== ASSIGNED TASK ==
No images, please. Copy each entry below exactly as it reads.
Segment Start: MATERIAL FOR THIS EXERCISE
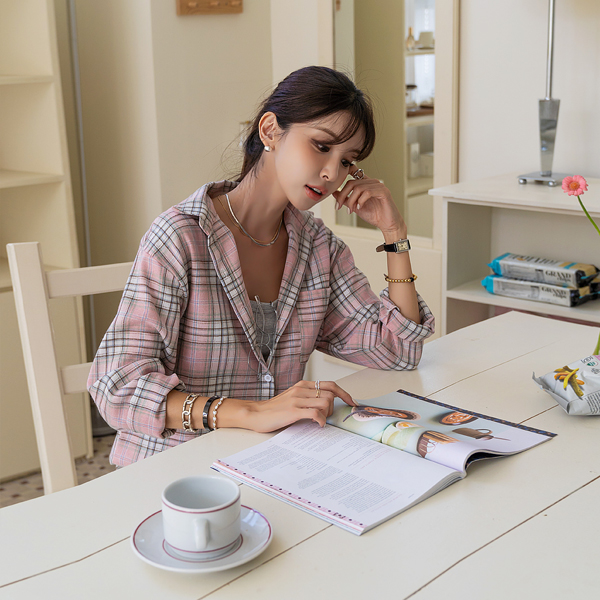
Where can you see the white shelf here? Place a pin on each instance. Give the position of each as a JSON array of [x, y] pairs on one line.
[[506, 192], [25, 79], [473, 291], [485, 218], [11, 179], [420, 52], [5, 281], [419, 121], [420, 185]]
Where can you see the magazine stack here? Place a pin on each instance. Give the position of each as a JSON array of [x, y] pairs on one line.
[[543, 280]]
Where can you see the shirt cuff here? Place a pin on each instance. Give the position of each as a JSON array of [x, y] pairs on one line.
[[398, 324]]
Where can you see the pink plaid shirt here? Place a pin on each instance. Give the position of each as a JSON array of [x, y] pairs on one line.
[[185, 322]]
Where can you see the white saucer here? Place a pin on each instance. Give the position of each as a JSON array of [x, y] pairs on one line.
[[147, 542]]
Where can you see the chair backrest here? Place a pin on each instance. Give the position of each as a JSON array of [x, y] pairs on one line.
[[48, 383]]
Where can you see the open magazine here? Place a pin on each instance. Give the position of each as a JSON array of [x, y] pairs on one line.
[[369, 464]]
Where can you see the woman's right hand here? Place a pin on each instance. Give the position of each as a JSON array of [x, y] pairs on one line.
[[298, 402]]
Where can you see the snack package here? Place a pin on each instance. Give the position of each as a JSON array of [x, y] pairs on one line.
[[576, 387], [544, 270], [539, 292]]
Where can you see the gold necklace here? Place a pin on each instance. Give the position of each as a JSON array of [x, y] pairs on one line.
[[241, 227]]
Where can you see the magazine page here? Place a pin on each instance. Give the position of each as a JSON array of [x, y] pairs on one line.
[[343, 478], [435, 431]]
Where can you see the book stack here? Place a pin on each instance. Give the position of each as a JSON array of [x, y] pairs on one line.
[[543, 280]]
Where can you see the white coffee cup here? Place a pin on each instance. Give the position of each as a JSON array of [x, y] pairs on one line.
[[201, 517]]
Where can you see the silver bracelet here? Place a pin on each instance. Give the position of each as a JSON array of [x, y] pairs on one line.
[[186, 413], [215, 411]]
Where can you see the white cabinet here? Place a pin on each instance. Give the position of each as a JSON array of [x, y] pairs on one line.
[[486, 218], [36, 204]]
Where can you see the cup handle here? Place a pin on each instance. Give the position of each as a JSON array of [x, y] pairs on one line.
[[201, 533]]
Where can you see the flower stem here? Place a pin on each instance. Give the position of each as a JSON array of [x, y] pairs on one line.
[[587, 214]]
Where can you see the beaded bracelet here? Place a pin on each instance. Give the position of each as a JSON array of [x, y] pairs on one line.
[[186, 413], [407, 280], [215, 409], [206, 411]]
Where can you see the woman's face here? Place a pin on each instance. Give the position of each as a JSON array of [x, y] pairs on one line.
[[309, 167]]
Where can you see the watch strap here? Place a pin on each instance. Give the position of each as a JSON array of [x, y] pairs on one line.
[[397, 247]]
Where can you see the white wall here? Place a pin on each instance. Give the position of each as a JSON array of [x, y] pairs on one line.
[[503, 75], [162, 99], [210, 73]]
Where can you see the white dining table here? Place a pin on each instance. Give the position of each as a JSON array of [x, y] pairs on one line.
[[524, 526]]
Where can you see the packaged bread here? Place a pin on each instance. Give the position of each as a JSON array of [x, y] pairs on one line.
[[538, 292], [544, 270], [576, 387]]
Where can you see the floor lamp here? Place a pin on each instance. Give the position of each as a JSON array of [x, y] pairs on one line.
[[548, 111]]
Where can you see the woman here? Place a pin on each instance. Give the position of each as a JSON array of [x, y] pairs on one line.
[[233, 288]]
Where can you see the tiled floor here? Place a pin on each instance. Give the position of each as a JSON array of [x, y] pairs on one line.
[[26, 488]]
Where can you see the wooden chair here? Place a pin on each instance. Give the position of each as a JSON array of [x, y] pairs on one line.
[[48, 383]]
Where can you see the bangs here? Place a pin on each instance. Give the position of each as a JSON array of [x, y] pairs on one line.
[[358, 118]]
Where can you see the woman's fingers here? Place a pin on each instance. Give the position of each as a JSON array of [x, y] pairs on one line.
[[336, 390]]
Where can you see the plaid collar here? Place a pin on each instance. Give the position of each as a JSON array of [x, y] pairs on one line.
[[301, 229]]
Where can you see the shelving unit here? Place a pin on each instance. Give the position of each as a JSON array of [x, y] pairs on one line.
[[36, 204], [483, 219], [418, 205]]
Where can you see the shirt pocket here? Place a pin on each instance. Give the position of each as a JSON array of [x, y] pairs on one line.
[[311, 308]]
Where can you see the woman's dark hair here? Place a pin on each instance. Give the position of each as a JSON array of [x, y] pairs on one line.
[[307, 95]]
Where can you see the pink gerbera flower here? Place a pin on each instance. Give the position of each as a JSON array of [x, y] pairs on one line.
[[574, 186]]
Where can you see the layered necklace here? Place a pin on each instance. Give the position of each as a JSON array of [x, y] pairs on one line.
[[241, 227]]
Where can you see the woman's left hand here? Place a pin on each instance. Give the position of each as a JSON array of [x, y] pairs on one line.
[[372, 202]]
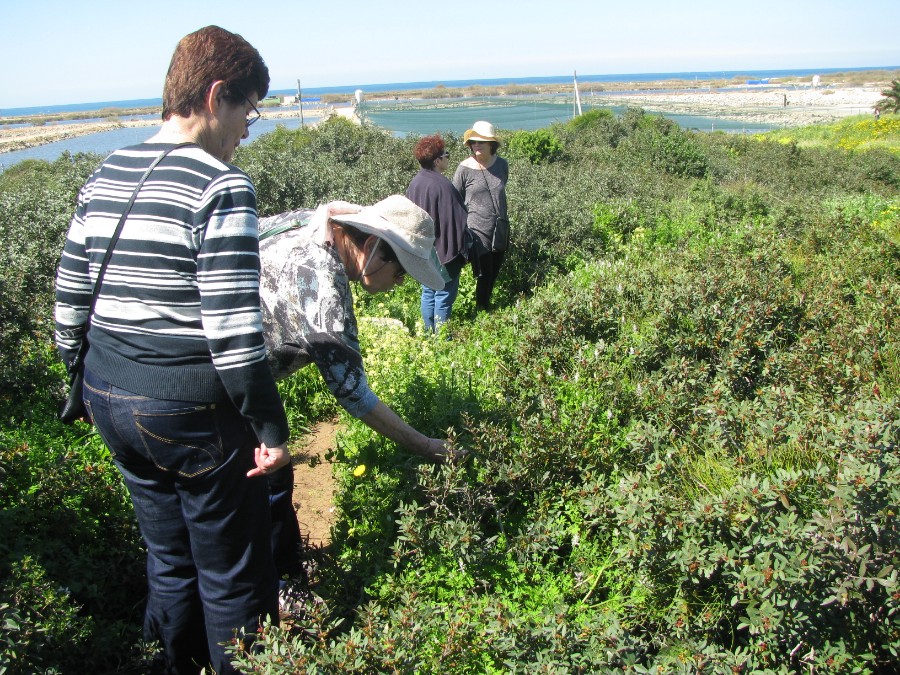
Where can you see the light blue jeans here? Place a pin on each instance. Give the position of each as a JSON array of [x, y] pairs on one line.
[[438, 305]]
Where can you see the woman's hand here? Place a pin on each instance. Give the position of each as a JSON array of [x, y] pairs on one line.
[[269, 460], [325, 212]]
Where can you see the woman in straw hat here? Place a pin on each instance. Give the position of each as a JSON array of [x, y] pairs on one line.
[[481, 180], [308, 260]]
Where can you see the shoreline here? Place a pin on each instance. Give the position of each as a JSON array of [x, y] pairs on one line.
[[773, 105], [23, 138]]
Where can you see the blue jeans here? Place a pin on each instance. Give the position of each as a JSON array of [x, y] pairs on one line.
[[206, 525], [437, 305]]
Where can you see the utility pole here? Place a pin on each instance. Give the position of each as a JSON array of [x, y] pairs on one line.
[[300, 102]]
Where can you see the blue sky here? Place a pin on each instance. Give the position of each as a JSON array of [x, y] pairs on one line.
[[61, 52]]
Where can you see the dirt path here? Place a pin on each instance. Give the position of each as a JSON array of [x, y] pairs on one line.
[[313, 485]]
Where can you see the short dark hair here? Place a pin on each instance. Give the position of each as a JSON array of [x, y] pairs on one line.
[[428, 149], [207, 56], [359, 239]]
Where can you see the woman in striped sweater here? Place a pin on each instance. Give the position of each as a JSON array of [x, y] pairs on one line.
[[176, 377]]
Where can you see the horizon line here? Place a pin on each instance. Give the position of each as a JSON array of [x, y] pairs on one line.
[[648, 76]]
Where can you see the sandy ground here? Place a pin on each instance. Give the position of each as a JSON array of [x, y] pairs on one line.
[[21, 138], [314, 485], [764, 105], [804, 106]]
Segment End: MATERIAL FOR THIS EXERCISE
== EXERCISE RESPONSE ==
Where can you see the white shelf here? Place a pin on each instance. Give the position of each as a JSON array of [x, y] pairs on one line.
[[506, 192], [25, 79], [473, 291], [485, 218], [11, 179], [420, 52], [5, 281], [419, 121], [420, 185]]
Where can you see the magazine stack here? Place a pin on each instance. Give the position of each as a JSON array of [x, y] pairs on one line.
[[543, 280]]
Where can you see the shirt cuff here? Place a pin on each instance. Give the position of each as a JSON array of [x, y] pairs on one line.
[[398, 324]]
Where can you see the pink plaid shirt here? Place a pin on each instance. Give the position of each as a JSON array of [x, y] pairs on one line.
[[185, 322]]
Where can you see the white saucer here? Place a pin on each instance. Give the position of each as a JSON array of [x, y] pairs on one line.
[[147, 542]]
Where can you see the chair backrest here? Place a pin on each instance. Give the position of each as a JSON array of [x, y] pairs on one line.
[[48, 383]]
Where can you see the open magazine here? Place a pin on each instance. Give the position of each as a JSON array of [x, y] pairs on one line.
[[369, 464]]
Where can you see the woman's right hand here? Place a pin on each instance. Give the position of each as a JSON array of [x, y] pairs on one line.
[[298, 402]]
Where can you see the snack package here? Place a pin on each instance. Give the position of each as a JSON array of [x, y] pairs on one line.
[[576, 387], [544, 270], [539, 292]]
Where can you see the gold necklace here? Place a pin on each instance. Give the position of each as a JSON array of [x, y] pairs on one line.
[[241, 227]]
Where can you see the magazine page here? Place a pin on each instance. Give the position of each as a JSON array of [x, y] pairs on one line.
[[343, 478], [435, 431]]
Where can you see the book stack here? Place a pin on each instance. Give the position of each as a JSON array of [x, y] pairs on one line.
[[543, 280]]
Where can you see the white coffee cup here? Place a pin on each instance. Give the position of each as a JSON array of [x, y] pairs on one line.
[[201, 517]]
Where can you see the silver bracelet here? Place a pin on each instance. Give the position of each as a JSON array of [x, y] pairs on one line.
[[186, 413], [215, 411]]
Where can you see the white cabinet here? Place a pin on each instance. Give the position of each as a JSON array of [x, y] pairs on one line.
[[486, 218], [36, 204]]
Where can you see the cup handle here? Place a pin on each instance. Give the position of each as a JSON array of [x, y] pairs on one line.
[[201, 533]]
Where can you see the flower stem here? Place a pin on each instance. Give the position of each as a JSON array of [x, y] pairs on one line.
[[587, 214]]
Where can you see the beaded bracelet here? Place a pin on each instance. Give the position of each as a JSON array of [x, y] pairs on one line.
[[186, 413], [407, 280], [215, 409], [206, 411]]
Where can you see the woman's face here? Place a pin on each instance. Give the position of each as a JSON array of [x, y] pairs on one line.
[[309, 167]]
Where can you see the watch strap here? Place a pin on each instance. Give the position of each as a JSON array of [x, y] pairs on one line.
[[397, 247]]
Where can you see the white wall here? Place a pin on each instance. Give the position of each as a JSON array of [x, y] pairs on one line.
[[503, 75], [162, 99], [210, 73]]
Where can you see the white dining table here? Place a pin on each instance. Give the position of each as a JSON array of [x, y] pairs on one line.
[[524, 526]]
Where can you see the packaged bread here? Place a pin on each instance. Give the position of each as a JSON array of [x, y] pairs on one line.
[[538, 292], [544, 270], [576, 387]]
Where can you see the floor lamp here? Place a pin on each instance. Give the position of each as a JSON array of [x, y] pairs on one line.
[[548, 111]]
Where can you see the woman here? Place a pin on each instance. Give the position of each as a JSON array of [x, y] pairs on one line.
[[233, 288]]
Where can you see the tiled floor here? Place a pin on each instance. Give the position of each as a JSON array of [x, y] pairs on one line.
[[26, 488]]
Where can you see the wooden chair here? Place a pin on each instance. Give the position of each as a JSON array of [x, y] pairs on one line.
[[48, 383]]
Where can you see the bangs here? Place a pin on each instance. Give the position of each as a JSON array of [x, y] pairs on one line.
[[358, 118]]
Where can you see the woman's fingers here? Place a pin on each instance. Give the position of each as a JSON array of [x, y] pairs on one line.
[[336, 390]]
Where can you see the plaid collar here? Place a pin on each instance. Give the position of each as a JSON array of [x, y] pairs on one line.
[[301, 229]]
Where can you see the shelving unit here? Place a pin on each instance. Give the position of each as a JSON array of [x, y] pairs on one line.
[[36, 204], [483, 219], [418, 205]]
Where can you see the shirt pocket here? Place a pin on each instance. Give the position of each as a JSON array of [x, y] pairs on one line.
[[311, 308]]
Where can you see the woman's dark hair here? Place a pin on each instance. Give the position of each as a JSON array of [x, y] pairs on one line.
[[307, 95]]
Where can you see the pink gerbera flower here? Place a pin on each instance. Give the position of each as a JSON array of [x, y] pairs on one line.
[[574, 186]]
Where can you see the layered necklace here? Place a pin on each instance. Give the position of each as a JSON array of [x, y] pairs on one line.
[[241, 227]]
Where can you see the woman's left hand here? Place a pin on each instance. Give the position of each as a JSON array of [x, y] pairs on one line.
[[372, 202]]
Where can you see the light blue jeans here? Place a pin on each instance. Give the position of each as a JSON array of [x, y] pairs on one line.
[[438, 305]]
Where can you see the woman's hand here? Place a pin on each instance. Give the position of each as a JSON array of [x, y] pairs on one line.
[[269, 460], [325, 212]]
Where can you see the woman in straw hat here? Place a pin on each instance. Give the position of each as a JSON array of [x, y] pairs on one line.
[[481, 180], [308, 260]]
Where can you see the shoreline here? Place a pin on each instance. Give the position of each as a JSON array of [x, y] pairs on one line.
[[773, 105], [23, 138]]
Where can you see the blue jeans here? Place a pin on each instance. Give the position of each as a JSON array of [x, y] pairs on one line.
[[206, 525], [437, 305]]
Where can you see the utility pole here? Place a pin on each instance. Give the position of each as a JSON array of [x, y] pairs on one line.
[[300, 102]]
Where can you see the blue sky here? Place a pin on each instance. Give the position of each as a JSON array of [x, y] pairs on one line.
[[61, 52]]
Where can you see the dirt path here? Place a pin on each instance. Give the position of each as a JSON array of [x, y] pairs on one line.
[[313, 485]]
Where can you see the short dark hair here? Place a pin on each instance. Give the position of each as a JSON array of [x, y] pairs on one line.
[[428, 149], [207, 56], [359, 239]]
Where can you see the woman in striped sweater here? Place a pin on each instance. Give the position of each as a JSON array of [x, y] pairs on one line.
[[176, 377]]
Where can you see the horizon line here? Place a pin on each instance. Give the position of each as a JSON array of [x, y] pairs on one line.
[[648, 76]]
Where can you see the sandy ground here? Place a pin on each instance. Give the position of each as a JSON array of [x, y] pairs on one line.
[[21, 138], [314, 485], [764, 105], [804, 106]]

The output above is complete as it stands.